# START OF SELECTED TEXT

This invention relates to the measurement and determination of the phase of electricity provided over a power distribution grid.
Modern power distribution systems may deliver three phase voltage to users. That is, a power line may, for example, include a plurality of conductors each designated as a specific phase of voltage. Moreover, the power distribution system may be set up to operate such that the loads of the power line are balanced (e.g., the amount of power drawn from each phase output of, for example, a three-phase transformer, are equal). However, over time, users may be added and removed from the network, which may result in an imbalance in the phase currents and voltage flow. That is, too many users may be connected to one phase of voltage while too few are connected to a second and/or third phase. This may result in a non-optimal utilization of the existing infrastructure. One manner of overcoming this load imbalance may be to institute a rebalancing of the loads, for example, by moving customers from a more highly used phase of voltage to a lesser used phase of voltage.
However, there exist challenges in moving customers from one phase of voltage to another. For instance, as customers are added to and subtracted from a power distribution network, the phase of voltage that a given customer is connected to may be difficult to ascertain without costly physical tracking (typically by a worker in the field) of a given power line to the network. That is, while a load imbalance may be detected remotely, the phase to which the individual users are connected to may not be readily apparent without physically tracking the power lines from a substation to the respective user locations. Accordingly, it would be advantageous to ascertain the phase of voltage to which a user is connected to without sending a person to one or more user sites to physically determine the voltage phase being received at the various sites.

# END OF SELECTED TEXT

*SET PROBLEM 1*
Print the passage on power distribution phases, everything from "However, there exist" down to "the various sites.", word for word.
The text and the records below it come from unrelated sources.

# START OF MATERIAL PROVIDED

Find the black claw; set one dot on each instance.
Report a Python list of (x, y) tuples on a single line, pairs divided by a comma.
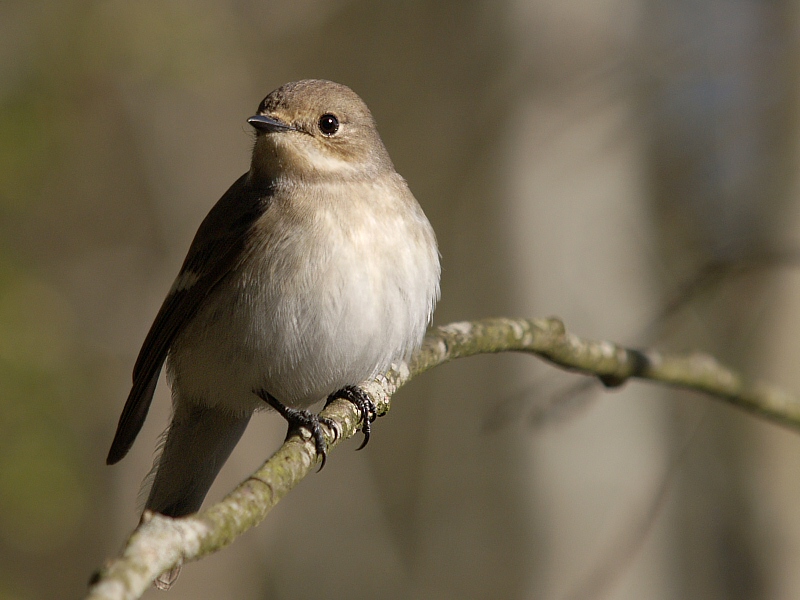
[(361, 400), (297, 419)]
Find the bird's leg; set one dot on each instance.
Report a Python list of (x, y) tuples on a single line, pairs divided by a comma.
[(298, 418), (361, 400)]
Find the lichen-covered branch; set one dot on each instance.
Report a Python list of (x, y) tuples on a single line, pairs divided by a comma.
[(160, 543)]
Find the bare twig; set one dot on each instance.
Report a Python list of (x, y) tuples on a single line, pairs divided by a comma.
[(161, 543)]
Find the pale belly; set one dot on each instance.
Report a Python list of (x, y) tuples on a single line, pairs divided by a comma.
[(299, 341)]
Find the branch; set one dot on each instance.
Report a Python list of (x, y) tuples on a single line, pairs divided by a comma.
[(160, 543)]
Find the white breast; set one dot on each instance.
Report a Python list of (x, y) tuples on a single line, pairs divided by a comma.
[(343, 285)]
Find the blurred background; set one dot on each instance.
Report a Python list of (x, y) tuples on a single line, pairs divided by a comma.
[(628, 165)]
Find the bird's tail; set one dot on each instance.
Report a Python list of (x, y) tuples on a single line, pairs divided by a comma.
[(196, 445)]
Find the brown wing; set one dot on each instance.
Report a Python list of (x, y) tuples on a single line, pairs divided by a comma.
[(218, 247)]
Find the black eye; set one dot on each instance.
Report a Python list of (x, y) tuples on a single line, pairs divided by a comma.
[(328, 124)]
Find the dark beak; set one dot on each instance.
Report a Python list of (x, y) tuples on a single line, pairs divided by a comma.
[(268, 124)]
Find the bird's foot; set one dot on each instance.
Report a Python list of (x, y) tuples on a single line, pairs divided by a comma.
[(305, 419), (361, 400)]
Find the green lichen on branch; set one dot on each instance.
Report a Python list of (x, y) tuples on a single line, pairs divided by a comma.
[(161, 543)]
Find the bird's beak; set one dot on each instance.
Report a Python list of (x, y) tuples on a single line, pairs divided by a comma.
[(268, 124)]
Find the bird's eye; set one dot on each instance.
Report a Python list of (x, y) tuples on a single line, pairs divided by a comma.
[(328, 124)]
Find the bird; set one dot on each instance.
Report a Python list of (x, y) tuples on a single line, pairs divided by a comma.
[(315, 271)]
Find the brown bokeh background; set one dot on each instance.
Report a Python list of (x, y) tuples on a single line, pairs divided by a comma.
[(581, 158)]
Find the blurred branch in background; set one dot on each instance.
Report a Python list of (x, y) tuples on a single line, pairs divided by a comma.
[(161, 543)]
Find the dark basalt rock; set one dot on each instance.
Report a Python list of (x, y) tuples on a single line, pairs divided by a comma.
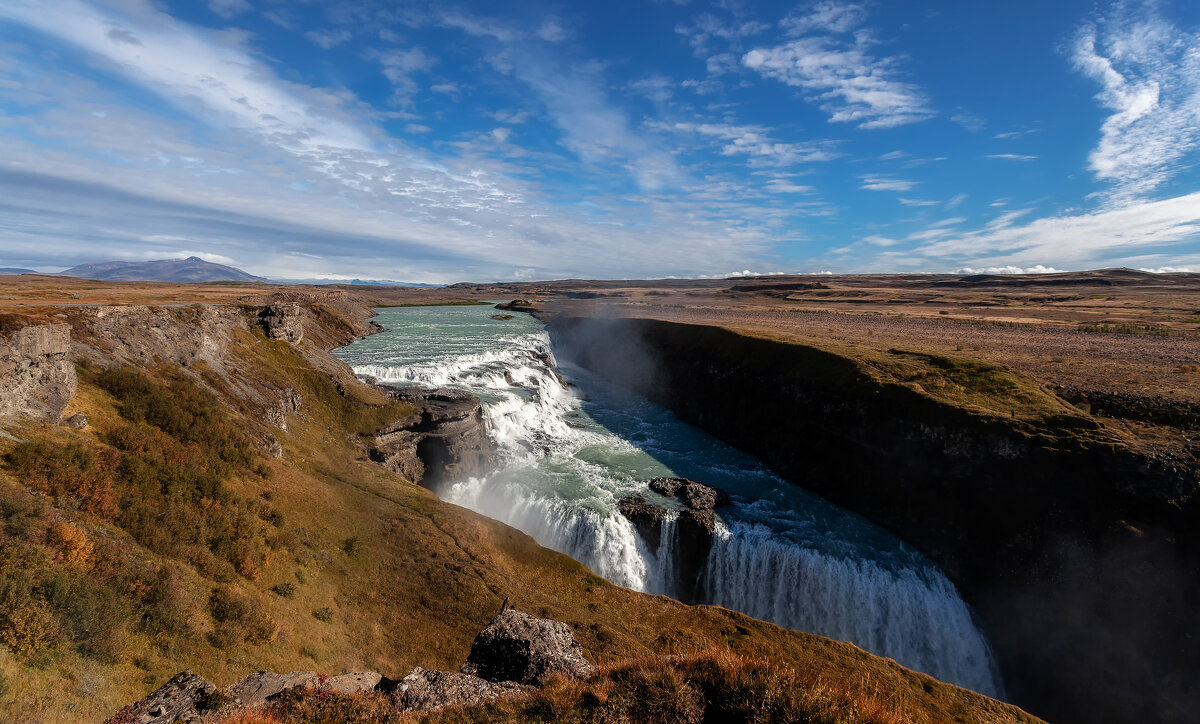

# END OF MATERIAL PROVIDED

*SET PROBLEM 2*
In the records, replace "dot" with "marker" and write out everything from the line containing "Find the lichen-covered" down to the line containing "[(343, 285)]", both of those lines included. Change nothing else and give only those lines.

*FINISHED ANSWER 1*
However, there exist challenges in moving customers from one phase of voltage to another. For instance, as customers are added to and subtracted from a power distribution network, the phase of voltage that a given customer is connected to may be difficult to ascertain without costly physical tracking (typically by a worker in the field) of a given power line to the network. That is, while a load imbalance may be detected remotely, the phase to which the individual users are connected to may not be readily apparent without physically tracking the power lines from a substation to the respective user locations. Accordingly, it would be advantageous to ascertain the phase of voltage to which a user is connected to without sending a person to one or more user sites to physically determine the voltage phase being received at the various sites.

*FINISHED ANSWER 2*
Find the lichen-covered branch; set one marker on each instance.
Report a Python list of (x, y) tuples on a single line, pairs divided by a comma.
[(160, 543)]
Find the bare twig; set one marker on each instance.
Report a Python list of (x, y) tuples on a single line, pairs divided by a comma.
[(161, 543)]
Find the pale belly; set one marker on each instance.
Report a Python list of (x, y) tuples on a single line, pairs divided by a comma.
[(299, 341)]
Find the branch; set one marker on each instance.
Report a Python list of (x, y) tuples on a single line, pairs divided by a comma.
[(160, 543)]
Find the white breast; set one marker on each instance.
Report a Python list of (x, y) tuples on a single line, pairs divided by a comma.
[(343, 285)]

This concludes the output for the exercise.